▶ _Belge alıntısı_
▼
×

İş Hayatında Lider Olmak ile Lider Gibi Davranmanın Farkı




İş Hayatında Lider Olmak ile Lider Gibi Davranmanın Farkı

Levent Taşkın

Liderlik vizyon ister; rekabet dünyasında söz sahibi olabilecek değişim yaratmayı gerektirir. Bir “Lider” in amacı, şirketin ya da ülkenin daha iyi bir seviyeye ulaşmasını sağlamaktır. Bu nedenle ‘’Lider’’, sahip olduğu beceri ve yetenekleriyle şirketi veya toplumu nereye taşıdığıyla öne çıkar.

Liderin olmadığı şirketlerde kaos, bencillik, personel kaybı, huzursuzluk, dedikodu, yalakalık ve güvensizlik ön safhadadır. Tüm bunlar sadece şirketin içindeki personel verimsizliği ve kaybına neden olmaz; şirketin ürün ve hizmetlerini satın alan tüm müşterileri olumsuz etkiler. Markanın sunduğu hizmetler ve stratejilerin sürdürülebilirliği ile güvenirliliği sorgulanmaya başlanır. Personel zaten isteksiz ve hatta şirketinden şikayetçi bir şekilde müşterilerine hizmet vermeye başlamıştır. Şirketi temsil eden çalışanlar, şirketten en kısa sürede ayrılma; ayrılıncaya kadar da etliye sütlüye dokunmadan, hata yapmadan ve sorumluluk almadan mevcut işleri idare etme moduna girmiştir. Bu tutum ve davranış zaten hem içeride hem dışarıda şirketi zayıflatmaya başlamıştır.

Şirketlerimizde ve ülkemizde artık günlük, üçer aylık ve hatta maksimum yıllık stratejilerle bizleri yoran ve lider olduğunu iddia eden kişilerden bir şey beklememeyi öğrenmeliyiz. Özellikle ülkemizde işten ayrılmaların veya başka şirkette fırsat aramanın en büyük nedeni; lider gibi davranmaya çabalayan, ancak yönetici bile olamayan yönetici kademlerinde yetki verilmiş ve yönetim kademesini meşgul eden kişilerdir.

Hem çalışırken huzurlu çalışmak, hem de bir şeyler öğrenerek kendimizi geliştirecek fırsatlar aramak her çalışanın en büyük amacıdır. Çalıştığı yerde kariyer fırsatlarını değerlendirmek, örnek alabileceği kişilerden hem teorik hem de pratik olarak bazı tecrübeleri bünyesine katmak, katılımcı ve vizyoner bir ortamda fikirlerinin önemsenmesini görmek çalışanı motive eder. Bu tür bir çalışma ortamı lider gibi davranan yöneticiler tarafından verilemez; verilmek de istenmez zaten.
▲
Bir koleksiyondan alınan veriler
▼
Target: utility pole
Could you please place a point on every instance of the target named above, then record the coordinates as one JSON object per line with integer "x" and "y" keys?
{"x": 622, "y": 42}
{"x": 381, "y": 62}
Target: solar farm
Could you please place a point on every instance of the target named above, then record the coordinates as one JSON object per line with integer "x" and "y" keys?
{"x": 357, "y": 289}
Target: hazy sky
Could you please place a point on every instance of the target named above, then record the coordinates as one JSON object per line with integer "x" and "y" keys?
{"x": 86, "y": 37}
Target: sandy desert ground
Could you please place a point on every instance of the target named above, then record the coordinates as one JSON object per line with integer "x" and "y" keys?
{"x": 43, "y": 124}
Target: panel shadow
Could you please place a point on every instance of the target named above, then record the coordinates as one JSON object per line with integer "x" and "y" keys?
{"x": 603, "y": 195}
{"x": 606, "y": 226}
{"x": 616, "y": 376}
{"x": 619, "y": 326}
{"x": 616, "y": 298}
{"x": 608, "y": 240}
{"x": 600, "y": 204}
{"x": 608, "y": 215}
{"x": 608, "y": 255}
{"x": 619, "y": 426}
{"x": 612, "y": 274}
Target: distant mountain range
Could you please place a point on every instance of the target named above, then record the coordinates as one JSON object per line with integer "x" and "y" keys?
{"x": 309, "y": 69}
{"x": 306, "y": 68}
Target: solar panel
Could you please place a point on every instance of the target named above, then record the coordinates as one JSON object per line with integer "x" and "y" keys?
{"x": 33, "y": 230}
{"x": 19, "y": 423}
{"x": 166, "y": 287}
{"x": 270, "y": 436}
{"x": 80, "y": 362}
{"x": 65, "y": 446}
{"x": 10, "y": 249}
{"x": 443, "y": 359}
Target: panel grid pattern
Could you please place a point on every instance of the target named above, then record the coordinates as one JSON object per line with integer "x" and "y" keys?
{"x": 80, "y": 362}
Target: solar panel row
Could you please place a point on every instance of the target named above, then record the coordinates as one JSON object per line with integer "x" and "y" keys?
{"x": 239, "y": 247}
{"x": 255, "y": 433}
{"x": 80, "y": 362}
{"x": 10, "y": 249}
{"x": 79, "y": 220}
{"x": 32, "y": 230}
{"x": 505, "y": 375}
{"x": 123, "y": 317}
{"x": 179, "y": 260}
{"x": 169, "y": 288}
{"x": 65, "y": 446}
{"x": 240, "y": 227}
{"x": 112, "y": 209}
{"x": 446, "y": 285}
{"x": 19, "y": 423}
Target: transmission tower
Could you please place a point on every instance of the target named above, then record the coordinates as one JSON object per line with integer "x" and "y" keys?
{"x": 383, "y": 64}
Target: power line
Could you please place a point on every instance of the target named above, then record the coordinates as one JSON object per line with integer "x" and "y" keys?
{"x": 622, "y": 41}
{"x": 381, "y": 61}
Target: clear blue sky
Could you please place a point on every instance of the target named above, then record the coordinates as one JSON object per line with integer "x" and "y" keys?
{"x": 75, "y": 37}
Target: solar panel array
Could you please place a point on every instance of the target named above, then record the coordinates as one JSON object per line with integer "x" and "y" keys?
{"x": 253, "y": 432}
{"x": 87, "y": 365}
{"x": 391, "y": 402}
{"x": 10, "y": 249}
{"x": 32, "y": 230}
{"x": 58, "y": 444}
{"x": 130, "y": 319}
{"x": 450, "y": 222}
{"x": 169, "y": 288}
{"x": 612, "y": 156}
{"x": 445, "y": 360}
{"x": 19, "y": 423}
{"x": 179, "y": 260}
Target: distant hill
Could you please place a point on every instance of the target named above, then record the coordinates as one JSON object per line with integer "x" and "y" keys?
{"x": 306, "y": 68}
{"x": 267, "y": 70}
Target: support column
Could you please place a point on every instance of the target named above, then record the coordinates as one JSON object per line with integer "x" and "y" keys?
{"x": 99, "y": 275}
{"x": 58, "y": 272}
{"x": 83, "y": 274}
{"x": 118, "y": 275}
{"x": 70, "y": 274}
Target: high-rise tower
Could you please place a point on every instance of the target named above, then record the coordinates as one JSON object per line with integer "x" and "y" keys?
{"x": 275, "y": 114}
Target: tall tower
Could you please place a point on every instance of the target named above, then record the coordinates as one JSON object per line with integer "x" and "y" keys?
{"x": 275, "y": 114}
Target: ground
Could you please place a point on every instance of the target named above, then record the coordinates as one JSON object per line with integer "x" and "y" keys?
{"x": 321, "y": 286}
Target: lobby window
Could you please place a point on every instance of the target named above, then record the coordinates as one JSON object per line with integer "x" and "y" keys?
▲
▶ _Yapılacak iş_
Liderlik yazısındaki "Şirketlerimizde ve ülkemizde" ifadesinden "meşgul eden kişilerdir." ifadesine kadar olan bölümü hiç değiştirmeden yazar mısınız? Bu veriler başka bir kaynaktan alınmıştır.

▶ _Çıktı_
Şirketlerimizde ve ülkemizde artık günlük, üçer aylık ve hatta maksimum yıllık stratejilerle bizleri yoran ve lider olduğunu iddia eden kişilerden bir şey beklememeyi öğrenmeliyiz. Özellikle ülkemizde işten ayrılmaların veya başka şirkette fırsat aramanın en büyük nedeni; lider gibi davranmaya çabalayan, ancak yönetici bile olamayan yönetici kademlerinde yetki verilmiş ve yönetim kademesini meşgul eden kişilerdir.